» Directions
Reproduce every line of the data, exactly and without its pictures.

» Excerpted records
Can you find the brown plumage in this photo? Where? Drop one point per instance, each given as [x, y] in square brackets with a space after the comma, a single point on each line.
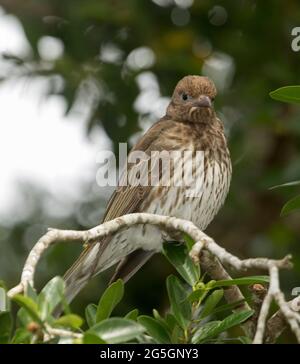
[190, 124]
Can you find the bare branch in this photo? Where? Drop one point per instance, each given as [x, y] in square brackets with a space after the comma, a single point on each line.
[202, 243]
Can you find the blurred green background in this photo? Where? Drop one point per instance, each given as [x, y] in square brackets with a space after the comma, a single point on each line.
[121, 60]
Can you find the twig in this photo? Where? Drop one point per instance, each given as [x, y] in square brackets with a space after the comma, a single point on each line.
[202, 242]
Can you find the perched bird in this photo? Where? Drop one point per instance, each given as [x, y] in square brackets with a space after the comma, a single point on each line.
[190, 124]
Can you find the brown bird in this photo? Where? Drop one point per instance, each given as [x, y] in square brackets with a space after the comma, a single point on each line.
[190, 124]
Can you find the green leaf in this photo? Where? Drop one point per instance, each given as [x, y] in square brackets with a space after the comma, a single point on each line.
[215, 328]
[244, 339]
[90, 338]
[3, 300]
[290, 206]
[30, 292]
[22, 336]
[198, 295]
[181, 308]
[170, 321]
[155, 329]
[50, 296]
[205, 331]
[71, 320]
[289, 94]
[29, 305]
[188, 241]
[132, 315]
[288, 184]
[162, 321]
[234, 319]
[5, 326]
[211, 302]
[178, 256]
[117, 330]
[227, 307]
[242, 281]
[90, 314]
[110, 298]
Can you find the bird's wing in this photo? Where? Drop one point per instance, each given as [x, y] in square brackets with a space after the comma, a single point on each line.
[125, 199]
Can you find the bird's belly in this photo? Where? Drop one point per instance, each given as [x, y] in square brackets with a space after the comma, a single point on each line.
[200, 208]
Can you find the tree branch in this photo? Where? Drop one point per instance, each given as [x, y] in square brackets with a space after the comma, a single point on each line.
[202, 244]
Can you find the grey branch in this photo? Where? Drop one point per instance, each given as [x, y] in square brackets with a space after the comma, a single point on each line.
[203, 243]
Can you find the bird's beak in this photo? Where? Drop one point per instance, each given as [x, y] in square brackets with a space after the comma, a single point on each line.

» Solution to the exercise
Can you find the brown plumage in this photo? Where? Drop one point per instance, each given as [x, y] in square brackets with a space after the comma, a single point on each line.
[190, 124]
Can you find the bare branch in this photo? Where? Drop one point per instance, each given as [x, y] in square brackets with a space after the comma, a single point on each line.
[202, 243]
Can you find the blurred green background in this photo? Where? Drop one point per instance, each given as [x, y] in square brackets with a space after the comma, a single point on each line.
[121, 60]
Can you find the twig in this photo? Where? Drop one point per instance, each given as [x, y] in square brackets with a space after the comma, a single point on each line.
[202, 242]
Can you find the perched bird in this photo? Where? Drop one point per instance, each given as [x, y] in square brackets with a space after the comma, a single point on each line.
[190, 124]
Can you find the brown bird in this photo? Where? Drop one point per instance, each given as [x, y] in square brackets with a space after the comma, a single point on each line.
[190, 124]
Can you find the green leaf in this photo? Where? Drop one point per instance, each given as [x, y] in square brackets with a space after the comma, a single point on each line.
[215, 328]
[244, 339]
[90, 338]
[3, 300]
[290, 206]
[30, 292]
[22, 336]
[198, 295]
[181, 308]
[170, 321]
[155, 329]
[50, 296]
[205, 331]
[71, 320]
[289, 94]
[29, 305]
[188, 241]
[132, 315]
[288, 184]
[162, 321]
[234, 319]
[5, 326]
[211, 302]
[178, 256]
[117, 330]
[227, 307]
[242, 281]
[90, 314]
[110, 298]
Can you find the bird's wing in this photo? Where? Drop one point per instance, each given as [x, y] in square brackets with a space after the comma, a single point on each line.
[125, 199]
Can you find the bird's belly in this photo? Where? Drop one point per instance, each given as [x, y] in square brackets with a space after the comma, a single point on each line.
[200, 208]
Can you find the tree branch in this photo? Where? Drop one point per instance, each given as [x, y] in square brackets with a space after the comma, a single point on each line.
[202, 244]
Can you find the grey branch in this photo? Where? Drop one point per instance, each given as [x, y] in square brackets with a space after the comma, a single point on each line.
[203, 243]
Can you find the bird's beak in this photo? Where? Drop one point per instance, each given as [x, y] in square brackets with a space after the comma, a single point on each line.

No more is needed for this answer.